Your objective: Each line of the data must be set down again without a single difference.

Input data:

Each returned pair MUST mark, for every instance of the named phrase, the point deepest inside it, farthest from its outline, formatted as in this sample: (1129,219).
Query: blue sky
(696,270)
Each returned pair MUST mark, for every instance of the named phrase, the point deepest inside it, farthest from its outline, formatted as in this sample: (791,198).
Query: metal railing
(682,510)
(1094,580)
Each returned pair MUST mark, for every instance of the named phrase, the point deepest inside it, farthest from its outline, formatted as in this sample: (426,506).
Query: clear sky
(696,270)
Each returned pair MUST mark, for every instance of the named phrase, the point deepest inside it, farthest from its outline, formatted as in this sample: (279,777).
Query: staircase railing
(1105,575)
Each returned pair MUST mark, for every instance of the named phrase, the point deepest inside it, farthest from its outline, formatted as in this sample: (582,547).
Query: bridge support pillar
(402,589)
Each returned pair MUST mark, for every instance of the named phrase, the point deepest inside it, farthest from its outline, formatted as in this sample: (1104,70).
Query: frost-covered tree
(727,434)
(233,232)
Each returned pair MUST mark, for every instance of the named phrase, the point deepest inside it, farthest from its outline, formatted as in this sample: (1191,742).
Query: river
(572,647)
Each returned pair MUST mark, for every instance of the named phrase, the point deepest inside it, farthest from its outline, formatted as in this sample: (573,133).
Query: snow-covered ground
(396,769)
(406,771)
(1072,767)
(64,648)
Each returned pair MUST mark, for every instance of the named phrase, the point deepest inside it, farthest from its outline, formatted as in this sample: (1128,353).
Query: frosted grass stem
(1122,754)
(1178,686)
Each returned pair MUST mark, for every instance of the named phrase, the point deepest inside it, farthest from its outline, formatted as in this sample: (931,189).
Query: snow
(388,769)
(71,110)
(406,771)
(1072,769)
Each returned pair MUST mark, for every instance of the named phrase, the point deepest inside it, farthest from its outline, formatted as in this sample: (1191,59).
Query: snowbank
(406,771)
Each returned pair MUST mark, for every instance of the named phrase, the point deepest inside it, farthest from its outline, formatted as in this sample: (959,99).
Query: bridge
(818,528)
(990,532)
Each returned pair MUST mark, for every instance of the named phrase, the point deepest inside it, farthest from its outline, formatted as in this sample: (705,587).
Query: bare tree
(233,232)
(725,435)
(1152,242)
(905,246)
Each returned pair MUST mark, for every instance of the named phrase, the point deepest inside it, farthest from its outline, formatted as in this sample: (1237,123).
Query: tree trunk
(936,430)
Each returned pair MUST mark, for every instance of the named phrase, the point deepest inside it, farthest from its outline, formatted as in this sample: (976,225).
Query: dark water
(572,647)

Answer to this task:
Each returned pair MUST mark, for every instance of the named phrase, the point deepest inside it, farthest from its outline, formatted as in this sample: (1129,219).
Query: blue sky
(696,270)
Each returned pair MUST mark, for every instance of the named phrase, the point deepest inside it, farthest from its outline, formatted as in this sample: (791,198).
Query: metal railing
(682,510)
(1094,580)
Each returned pair MUST mark, for every instance of the named phrase, the point deepest inside it, farthest from its outline, formatted as in this sample: (426,506).
Query: clear sky
(696,270)
Each returned pair MUST mark, for every instance of the named phrase, the point deepest inside it, farthest from its outline, formatted as in this sample: (279,777).
Query: staircase railing
(1105,575)
Each returned pair MUST mark, for every instance of the named phrase, the point deepest inside it, farthest from its outline, formatted as in this sample: (582,547).
Query: bridge support pillar
(402,589)
Each returned pair MUST mark, for every instance of the named phrase, the point deepest inside it, farthest from its outline, formatted as in this sample: (1104,70).
Query: frost-covered tree
(727,434)
(233,232)
Each returned pair MUST mark, for every instance of the named phrase, the point deepest inside it, farthest from its outline, formatted as in this sample: (1191,742).
Query: river
(572,647)
Each returned pair MUST mark, for every instance of the named phrase, the point deepest inside it, farthest from its outline, formatted as in this sample: (573,133).
Query: snow-covered ground
(396,769)
(406,771)
(1072,767)
(64,648)
Each returned pair MUST mark, for every instance of the named phrase, the point deepest inside it, farthest from its outline, formatted as in this sample: (1128,353).
Query: frosted grass stem
(1122,754)
(1178,686)
Each returned pair MUST mark, for every instance of the named phrase, the point deepest inside it, farthest from its outline, formatted as in this sample: (931,189).
Query: snow
(388,769)
(71,110)
(406,771)
(1072,769)
Each returned pair MUST mark, for every instance of the named phrase, the point deepest inside it, farthest from its outline, formatted as in this sample: (1191,59).
Query: snowbank
(406,771)
Each returned pair MUST mark, for every instance of the named phrase, the point deepest inside it, farthest from its outline, formatted as in this sample: (959,99).
Query: bridge
(818,528)
(990,532)
Each returned pair MUST mark, for every instance of the named phrase, the point deepest inside it, farthest from its outline, formatted as in this sample: (705,587).
Query: bare tree
(233,232)
(725,435)
(1152,242)
(905,246)
Each returned pair MUST mark, for every instance of the named phrase, the point deepest inside it, farthest from its outline, formatted as in this sample: (1237,123).
Query: tree trunk
(936,430)
Each returned pair MUST mark, for every instance of the named phrase, the point deepest inside it, farthest from its outline, formatted as in this sample: (976,225).
Query: dark water
(572,647)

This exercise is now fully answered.